§ Requirements
Convert the records, from their first line through the line that contains "168L149 176L137 178L130", into a numbered list, one line per item, with blank lines and pictures left out.

§ Data lines
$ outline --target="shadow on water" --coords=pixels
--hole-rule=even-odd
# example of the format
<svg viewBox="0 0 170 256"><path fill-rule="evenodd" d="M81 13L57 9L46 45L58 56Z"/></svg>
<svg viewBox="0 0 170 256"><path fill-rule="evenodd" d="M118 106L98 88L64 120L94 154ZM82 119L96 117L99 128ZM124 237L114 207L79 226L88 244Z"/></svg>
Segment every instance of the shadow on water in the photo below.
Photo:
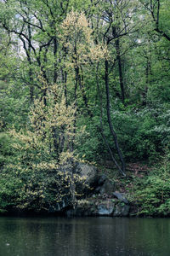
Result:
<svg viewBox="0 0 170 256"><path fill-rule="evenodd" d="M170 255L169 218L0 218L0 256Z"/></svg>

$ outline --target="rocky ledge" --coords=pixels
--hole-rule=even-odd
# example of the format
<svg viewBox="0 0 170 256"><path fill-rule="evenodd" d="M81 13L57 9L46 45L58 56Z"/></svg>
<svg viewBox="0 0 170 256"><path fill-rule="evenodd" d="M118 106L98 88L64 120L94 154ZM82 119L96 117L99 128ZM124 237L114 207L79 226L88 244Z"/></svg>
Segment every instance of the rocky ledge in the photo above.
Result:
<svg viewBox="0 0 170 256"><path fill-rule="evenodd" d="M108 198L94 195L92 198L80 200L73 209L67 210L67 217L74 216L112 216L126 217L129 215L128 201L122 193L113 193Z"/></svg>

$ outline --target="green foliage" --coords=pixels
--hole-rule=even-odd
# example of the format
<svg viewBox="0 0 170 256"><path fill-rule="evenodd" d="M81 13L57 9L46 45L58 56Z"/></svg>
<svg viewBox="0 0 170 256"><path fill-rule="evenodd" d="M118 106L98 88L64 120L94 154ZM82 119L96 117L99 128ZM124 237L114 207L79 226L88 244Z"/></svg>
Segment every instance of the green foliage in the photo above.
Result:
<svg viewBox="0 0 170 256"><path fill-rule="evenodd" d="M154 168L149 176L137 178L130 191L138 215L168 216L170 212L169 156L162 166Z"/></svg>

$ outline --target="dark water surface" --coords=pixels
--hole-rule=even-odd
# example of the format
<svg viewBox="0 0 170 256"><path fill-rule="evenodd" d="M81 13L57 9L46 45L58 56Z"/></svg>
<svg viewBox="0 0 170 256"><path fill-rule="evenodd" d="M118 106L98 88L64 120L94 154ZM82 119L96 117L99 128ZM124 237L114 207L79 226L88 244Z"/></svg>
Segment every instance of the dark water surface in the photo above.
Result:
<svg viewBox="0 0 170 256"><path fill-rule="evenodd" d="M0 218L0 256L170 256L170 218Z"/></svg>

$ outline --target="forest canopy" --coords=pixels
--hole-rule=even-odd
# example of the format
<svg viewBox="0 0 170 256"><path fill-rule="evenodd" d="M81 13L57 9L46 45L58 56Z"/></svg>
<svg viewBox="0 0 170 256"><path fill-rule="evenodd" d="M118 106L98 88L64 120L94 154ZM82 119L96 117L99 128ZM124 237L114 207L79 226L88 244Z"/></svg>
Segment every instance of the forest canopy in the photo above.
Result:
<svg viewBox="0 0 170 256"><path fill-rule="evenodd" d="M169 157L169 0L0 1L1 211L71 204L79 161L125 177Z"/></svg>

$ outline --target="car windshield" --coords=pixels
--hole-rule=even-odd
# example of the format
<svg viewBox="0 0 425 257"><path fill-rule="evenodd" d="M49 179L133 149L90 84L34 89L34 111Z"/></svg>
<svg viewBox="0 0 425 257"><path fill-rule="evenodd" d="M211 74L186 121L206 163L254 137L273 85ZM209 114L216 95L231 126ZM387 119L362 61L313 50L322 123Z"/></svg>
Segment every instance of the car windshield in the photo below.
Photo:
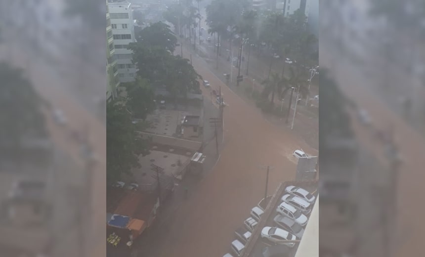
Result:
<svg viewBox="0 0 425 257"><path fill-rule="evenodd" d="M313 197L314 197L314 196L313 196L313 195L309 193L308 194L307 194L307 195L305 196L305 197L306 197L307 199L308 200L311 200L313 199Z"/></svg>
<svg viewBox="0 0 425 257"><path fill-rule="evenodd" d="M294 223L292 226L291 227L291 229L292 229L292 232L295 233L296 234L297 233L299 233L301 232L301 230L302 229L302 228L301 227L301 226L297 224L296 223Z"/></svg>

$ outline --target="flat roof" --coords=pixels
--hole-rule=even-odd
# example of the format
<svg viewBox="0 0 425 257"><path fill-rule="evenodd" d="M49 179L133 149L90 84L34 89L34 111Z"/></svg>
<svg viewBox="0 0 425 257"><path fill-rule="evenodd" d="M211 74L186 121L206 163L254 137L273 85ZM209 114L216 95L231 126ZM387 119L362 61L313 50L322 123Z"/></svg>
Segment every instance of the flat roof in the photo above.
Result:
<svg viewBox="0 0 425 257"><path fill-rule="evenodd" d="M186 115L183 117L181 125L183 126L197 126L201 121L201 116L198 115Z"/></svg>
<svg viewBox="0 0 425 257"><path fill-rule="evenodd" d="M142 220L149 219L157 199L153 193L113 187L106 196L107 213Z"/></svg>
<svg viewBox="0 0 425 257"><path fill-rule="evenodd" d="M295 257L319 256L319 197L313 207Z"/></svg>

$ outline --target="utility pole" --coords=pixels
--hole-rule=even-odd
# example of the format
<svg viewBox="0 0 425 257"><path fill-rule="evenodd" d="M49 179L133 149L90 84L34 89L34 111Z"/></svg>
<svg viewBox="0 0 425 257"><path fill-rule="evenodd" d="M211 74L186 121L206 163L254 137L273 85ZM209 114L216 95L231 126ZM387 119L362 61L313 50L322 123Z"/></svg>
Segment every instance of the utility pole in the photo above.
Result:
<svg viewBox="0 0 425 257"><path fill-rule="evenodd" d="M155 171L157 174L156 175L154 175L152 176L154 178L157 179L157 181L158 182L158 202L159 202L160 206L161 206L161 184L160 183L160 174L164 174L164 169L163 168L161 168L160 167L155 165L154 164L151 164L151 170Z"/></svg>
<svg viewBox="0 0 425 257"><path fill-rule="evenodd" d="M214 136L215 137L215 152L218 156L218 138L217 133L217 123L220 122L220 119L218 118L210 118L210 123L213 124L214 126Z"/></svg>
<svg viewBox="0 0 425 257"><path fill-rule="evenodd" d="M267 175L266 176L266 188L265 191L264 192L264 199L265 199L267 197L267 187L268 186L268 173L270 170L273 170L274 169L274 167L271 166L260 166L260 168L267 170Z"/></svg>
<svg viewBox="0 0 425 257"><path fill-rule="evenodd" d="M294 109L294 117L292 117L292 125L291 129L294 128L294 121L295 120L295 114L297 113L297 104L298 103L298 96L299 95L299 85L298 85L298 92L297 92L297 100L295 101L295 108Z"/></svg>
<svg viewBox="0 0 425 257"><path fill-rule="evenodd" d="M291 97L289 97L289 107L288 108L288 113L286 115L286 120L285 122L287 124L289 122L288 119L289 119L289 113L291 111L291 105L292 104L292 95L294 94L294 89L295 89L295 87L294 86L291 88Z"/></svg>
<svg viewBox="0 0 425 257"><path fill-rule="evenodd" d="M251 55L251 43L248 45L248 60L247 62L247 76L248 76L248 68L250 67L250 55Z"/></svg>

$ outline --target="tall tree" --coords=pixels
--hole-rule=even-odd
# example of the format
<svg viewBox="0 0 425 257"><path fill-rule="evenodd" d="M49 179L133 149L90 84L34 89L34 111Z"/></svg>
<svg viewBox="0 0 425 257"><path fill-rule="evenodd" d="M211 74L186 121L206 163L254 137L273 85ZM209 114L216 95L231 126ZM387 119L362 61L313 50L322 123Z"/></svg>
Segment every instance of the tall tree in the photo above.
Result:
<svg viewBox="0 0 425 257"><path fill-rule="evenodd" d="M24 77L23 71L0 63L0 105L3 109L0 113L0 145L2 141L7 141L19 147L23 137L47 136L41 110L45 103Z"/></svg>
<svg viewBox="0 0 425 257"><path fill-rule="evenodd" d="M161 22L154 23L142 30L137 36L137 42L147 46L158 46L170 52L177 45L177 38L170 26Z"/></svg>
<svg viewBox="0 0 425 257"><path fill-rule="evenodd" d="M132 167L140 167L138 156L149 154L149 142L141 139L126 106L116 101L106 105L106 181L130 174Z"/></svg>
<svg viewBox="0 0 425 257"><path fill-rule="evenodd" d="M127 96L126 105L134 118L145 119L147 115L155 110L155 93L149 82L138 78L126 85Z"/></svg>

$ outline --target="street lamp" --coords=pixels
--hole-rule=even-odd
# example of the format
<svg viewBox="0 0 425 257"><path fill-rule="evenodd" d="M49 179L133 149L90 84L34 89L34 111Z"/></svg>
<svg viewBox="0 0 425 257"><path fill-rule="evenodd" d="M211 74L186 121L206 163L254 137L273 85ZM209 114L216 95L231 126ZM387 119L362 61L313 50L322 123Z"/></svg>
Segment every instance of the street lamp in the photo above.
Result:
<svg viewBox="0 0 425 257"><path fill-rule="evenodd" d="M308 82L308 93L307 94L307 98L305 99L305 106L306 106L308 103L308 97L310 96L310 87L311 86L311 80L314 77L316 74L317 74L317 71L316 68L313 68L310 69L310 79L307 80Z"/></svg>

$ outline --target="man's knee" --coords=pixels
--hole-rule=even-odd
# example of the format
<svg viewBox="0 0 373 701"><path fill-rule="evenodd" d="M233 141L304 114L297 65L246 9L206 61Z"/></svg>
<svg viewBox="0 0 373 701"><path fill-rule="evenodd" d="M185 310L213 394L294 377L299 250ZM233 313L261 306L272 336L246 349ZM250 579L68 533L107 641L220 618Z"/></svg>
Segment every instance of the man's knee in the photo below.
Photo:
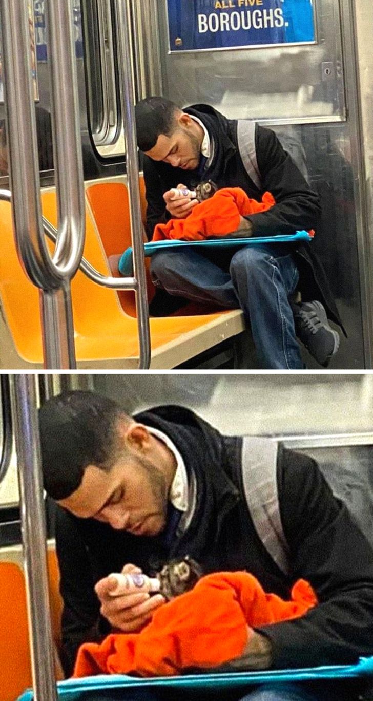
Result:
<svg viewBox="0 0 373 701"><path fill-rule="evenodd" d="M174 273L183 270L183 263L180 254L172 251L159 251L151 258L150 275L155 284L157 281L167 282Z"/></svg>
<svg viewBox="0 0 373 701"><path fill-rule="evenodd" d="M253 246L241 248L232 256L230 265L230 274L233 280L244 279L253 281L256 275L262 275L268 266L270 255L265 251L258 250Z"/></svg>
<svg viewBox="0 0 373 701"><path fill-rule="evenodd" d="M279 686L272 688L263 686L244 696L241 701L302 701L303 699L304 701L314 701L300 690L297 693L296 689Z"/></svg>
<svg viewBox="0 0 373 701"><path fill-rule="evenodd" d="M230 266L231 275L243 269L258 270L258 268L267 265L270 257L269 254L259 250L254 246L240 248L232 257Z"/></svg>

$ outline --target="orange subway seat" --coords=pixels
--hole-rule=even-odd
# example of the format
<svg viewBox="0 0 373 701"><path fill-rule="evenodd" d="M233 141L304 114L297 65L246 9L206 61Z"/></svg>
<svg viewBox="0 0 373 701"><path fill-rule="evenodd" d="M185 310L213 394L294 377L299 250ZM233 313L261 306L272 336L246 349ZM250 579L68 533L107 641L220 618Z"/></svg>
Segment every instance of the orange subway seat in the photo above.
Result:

§ Expected answer
1. $ outline --target="shadow on water" --coords=pixels
2. --hole-rule=even-odd
3. # example of the format
4. <svg viewBox="0 0 170 256"><path fill-rule="evenodd" d="M81 13L57 9L46 45L58 56Z"/></svg>
5. <svg viewBox="0 0 170 256"><path fill-rule="evenodd" d="M118 106L98 88L64 120L94 154ZM82 119L96 117L99 128ZM124 237L114 207L79 226L88 244Z"/></svg>
6. Segment every instance of the shadow on water in the photo below.
7. Photo:
8. Result:
9. <svg viewBox="0 0 170 256"><path fill-rule="evenodd" d="M170 255L169 218L0 218L0 256Z"/></svg>
10. $ outline --target="rocky ledge" --coords=pixels
11. --hole-rule=even-odd
12. # example of the format
13. <svg viewBox="0 0 170 256"><path fill-rule="evenodd" d="M81 13L57 9L46 45L58 56Z"/></svg>
14. <svg viewBox="0 0 170 256"><path fill-rule="evenodd" d="M118 106L98 88L64 120L94 154ZM82 119L96 117L99 128ZM124 237L114 207L79 226L88 244Z"/></svg>
15. Segment every instance of the rocky ledge in the photo above.
16. Result:
17. <svg viewBox="0 0 170 256"><path fill-rule="evenodd" d="M108 198L94 195L92 198L80 200L73 209L67 210L67 217L74 216L112 216L126 217L129 215L128 201L122 193L113 193Z"/></svg>
18. $ outline --target="green foliage" --coords=pixels
19. --hole-rule=even-odd
20. # example of the format
21. <svg viewBox="0 0 170 256"><path fill-rule="evenodd" d="M81 13L57 9L46 45L58 56Z"/></svg>
22. <svg viewBox="0 0 170 256"><path fill-rule="evenodd" d="M118 106L98 88L64 120L94 154ZM82 119L96 117L99 128ZM124 237L114 207L79 226L88 244Z"/></svg>
23. Segment every instance of the green foliage in the photo above.
24. Result:
25. <svg viewBox="0 0 170 256"><path fill-rule="evenodd" d="M154 168L149 176L137 178L130 191L138 215L168 216L170 212L169 156L162 166Z"/></svg>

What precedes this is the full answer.